● Given problem
Express each line of the records below as a JSON list of strings, one string per line, and leave out blank lines.

● Exercise input

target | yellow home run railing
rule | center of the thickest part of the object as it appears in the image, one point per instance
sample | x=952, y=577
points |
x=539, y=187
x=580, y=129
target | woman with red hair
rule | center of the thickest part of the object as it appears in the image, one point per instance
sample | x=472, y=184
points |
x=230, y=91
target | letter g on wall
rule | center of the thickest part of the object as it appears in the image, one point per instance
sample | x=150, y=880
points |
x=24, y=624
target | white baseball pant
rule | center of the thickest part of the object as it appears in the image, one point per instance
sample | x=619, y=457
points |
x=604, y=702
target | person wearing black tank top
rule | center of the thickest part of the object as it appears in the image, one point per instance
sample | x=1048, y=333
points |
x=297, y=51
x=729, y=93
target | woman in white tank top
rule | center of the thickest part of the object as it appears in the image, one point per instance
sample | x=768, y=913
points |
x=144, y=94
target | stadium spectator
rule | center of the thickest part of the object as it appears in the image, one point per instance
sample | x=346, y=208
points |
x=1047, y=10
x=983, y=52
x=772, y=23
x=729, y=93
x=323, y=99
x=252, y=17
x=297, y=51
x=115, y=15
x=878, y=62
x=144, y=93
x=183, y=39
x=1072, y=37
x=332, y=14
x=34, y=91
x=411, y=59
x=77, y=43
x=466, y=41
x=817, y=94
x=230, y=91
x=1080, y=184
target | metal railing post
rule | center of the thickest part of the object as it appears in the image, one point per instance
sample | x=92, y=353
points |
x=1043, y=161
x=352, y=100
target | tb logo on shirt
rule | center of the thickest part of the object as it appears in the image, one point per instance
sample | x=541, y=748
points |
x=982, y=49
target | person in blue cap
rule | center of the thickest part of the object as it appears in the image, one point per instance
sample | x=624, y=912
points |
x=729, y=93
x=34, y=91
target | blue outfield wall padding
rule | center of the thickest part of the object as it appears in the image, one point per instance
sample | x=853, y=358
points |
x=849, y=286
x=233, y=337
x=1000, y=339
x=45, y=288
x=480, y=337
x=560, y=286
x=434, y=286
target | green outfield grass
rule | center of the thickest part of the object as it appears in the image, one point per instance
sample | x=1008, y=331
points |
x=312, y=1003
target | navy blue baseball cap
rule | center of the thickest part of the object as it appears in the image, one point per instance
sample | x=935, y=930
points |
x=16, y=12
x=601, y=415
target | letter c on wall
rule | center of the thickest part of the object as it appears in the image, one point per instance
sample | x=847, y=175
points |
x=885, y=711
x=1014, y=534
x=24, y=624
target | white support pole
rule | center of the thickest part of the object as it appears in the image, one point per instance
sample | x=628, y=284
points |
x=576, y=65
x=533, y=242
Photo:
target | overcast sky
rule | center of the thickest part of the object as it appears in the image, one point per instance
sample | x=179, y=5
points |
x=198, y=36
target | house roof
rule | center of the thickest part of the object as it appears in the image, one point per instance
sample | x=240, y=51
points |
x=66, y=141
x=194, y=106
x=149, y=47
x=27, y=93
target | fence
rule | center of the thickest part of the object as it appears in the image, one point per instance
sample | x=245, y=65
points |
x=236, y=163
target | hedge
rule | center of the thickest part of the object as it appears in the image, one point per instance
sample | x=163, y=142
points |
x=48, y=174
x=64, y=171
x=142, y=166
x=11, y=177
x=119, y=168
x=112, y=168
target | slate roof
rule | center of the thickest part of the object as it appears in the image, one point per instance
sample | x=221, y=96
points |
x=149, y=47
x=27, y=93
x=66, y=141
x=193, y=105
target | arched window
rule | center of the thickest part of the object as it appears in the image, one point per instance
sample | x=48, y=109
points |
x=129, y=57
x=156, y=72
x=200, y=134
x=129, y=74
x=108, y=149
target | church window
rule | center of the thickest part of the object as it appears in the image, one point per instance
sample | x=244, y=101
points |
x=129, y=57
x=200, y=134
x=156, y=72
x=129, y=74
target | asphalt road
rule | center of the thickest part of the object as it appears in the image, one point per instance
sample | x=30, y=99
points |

● Output for this exercise
[
  "target | yellow home run railing",
  "rule | center of the thickest part of the object as it appears in the image, one point per instance",
  "sample | x=952, y=577",
  "points |",
  "x=539, y=187",
  "x=580, y=129",
  "target | woman with red hair",
  "rule | center of the thickest part of the object as it appears in the image, one point per instance",
  "sample | x=472, y=184",
  "points |",
  "x=230, y=91",
  "target | letter g on wall",
  "rule | center of the thickest part of the object as it appears in the image, one point per instance",
  "sample | x=150, y=880",
  "points |",
  "x=24, y=624",
  "target | white baseball pant",
  "rule | center of the thickest part of the object as it appears in the image, one point per instance",
  "sample | x=619, y=457",
  "points |",
  "x=604, y=702",
  "target | person wearing black tank top",
  "rule | center of the thickest part of the object as it appears in the image, one point per instance",
  "sample | x=1048, y=333",
  "points |",
  "x=297, y=51",
  "x=729, y=93",
  "target | woman in white tank top",
  "rule | center of the thickest part of the object as it appears in the image, one point per instance",
  "sample | x=768, y=913",
  "points |",
  "x=144, y=94",
  "target | stadium spectator",
  "rule | center of the thickest part of the object as it appears in the image, one point per instance",
  "sample | x=346, y=208",
  "points |",
  "x=1047, y=10",
  "x=983, y=52",
  "x=772, y=23",
  "x=729, y=93",
  "x=323, y=99",
  "x=252, y=17",
  "x=297, y=51",
  "x=115, y=15",
  "x=878, y=62",
  "x=144, y=93",
  "x=183, y=39",
  "x=1072, y=37",
  "x=332, y=14",
  "x=34, y=91",
  "x=411, y=59",
  "x=77, y=43",
  "x=466, y=41",
  "x=817, y=94",
  "x=230, y=91",
  "x=1080, y=184",
  "target | metal railing post",
  "rule | center of the thickest part of the object as it appears in the image, one point per instance",
  "sample | x=92, y=353",
  "points |",
  "x=1043, y=161",
  "x=352, y=100",
  "target | tb logo on shirt",
  "rule | center of the thickest part of the object as it appears in the image, one point per instance",
  "sample | x=541, y=748",
  "points |",
  "x=982, y=49",
  "target | person in blue cap",
  "rule | center of the thickest part of the object as it appears in the image, one point per instance",
  "sample | x=624, y=912",
  "points |",
  "x=729, y=93",
  "x=34, y=91",
  "target | blue outfield wall padding",
  "rule | center of the thickest part of the object as it appears in the image, one point per instance",
  "sample | x=853, y=358",
  "points |",
  "x=849, y=286",
  "x=233, y=337",
  "x=1000, y=339",
  "x=45, y=288",
  "x=480, y=337",
  "x=560, y=286",
  "x=434, y=286",
  "target | green outfield grass",
  "rule | center of the thickest part of the object as it appears in the image, one point per instance",
  "sample | x=1008, y=331",
  "points |",
  "x=312, y=1003",
  "target | navy blue baseball cap",
  "rule | center of the thickest part of the object as it appears in the image, one point per instance",
  "sample | x=935, y=930",
  "points |",
  "x=16, y=12",
  "x=601, y=415",
  "target | letter c on wall",
  "rule | center of the thickest part of the object as it appears in the image, one point per instance",
  "sample | x=847, y=175",
  "points |",
  "x=885, y=711",
  "x=1014, y=534",
  "x=24, y=624",
  "target | white support pole",
  "rule | center of the thickest part of the object as it appears in the image, one point per instance",
  "sample | x=628, y=284",
  "points |",
  "x=576, y=65",
  "x=533, y=242",
  "Photo:",
  "target | overcast sky",
  "rule | center of the thickest part of the object as it appears in the image, one point per instance",
  "sample | x=179, y=5",
  "points |",
  "x=198, y=36",
  "target | house roof",
  "rule | center of the thickest part of the object as it appears in the image, one point per instance",
  "sample | x=240, y=51",
  "points |",
  "x=66, y=141",
  "x=194, y=106",
  "x=149, y=47",
  "x=27, y=93",
  "target | fence",
  "rule | center of the thickest part of the object as it appears in the image, one point per instance",
  "sample | x=245, y=65",
  "points |",
  "x=236, y=163",
  "target | hedge",
  "rule | center of the thickest part of the object as it appears in the image, one point per instance",
  "sample | x=163, y=142",
  "points |",
  "x=48, y=174",
  "x=64, y=171",
  "x=142, y=166",
  "x=11, y=177",
  "x=119, y=168",
  "x=112, y=168",
  "target | slate roof",
  "rule | center of the thickest part of the object as it appears in the image, one point per instance",
  "sample | x=221, y=96",
  "points |",
  "x=149, y=47",
  "x=27, y=93",
  "x=66, y=141",
  "x=193, y=105",
  "target | arched window",
  "rule | center of the thickest part of the object as it appears in the image, one point per instance",
  "sample | x=48, y=109",
  "points |",
  "x=129, y=57",
  "x=156, y=72",
  "x=200, y=134",
  "x=129, y=74",
  "x=108, y=149",
  "target | church window",
  "rule | center of the thickest part of the object as it appears in the image, one point per instance",
  "sample | x=244, y=101",
  "points |",
  "x=129, y=57",
  "x=200, y=134",
  "x=156, y=72",
  "x=129, y=74",
  "target | asphalt road",
  "rule | center of the thickest part of the object as it appears in the image, one point per instance",
  "sample | x=30, y=99",
  "points |"
]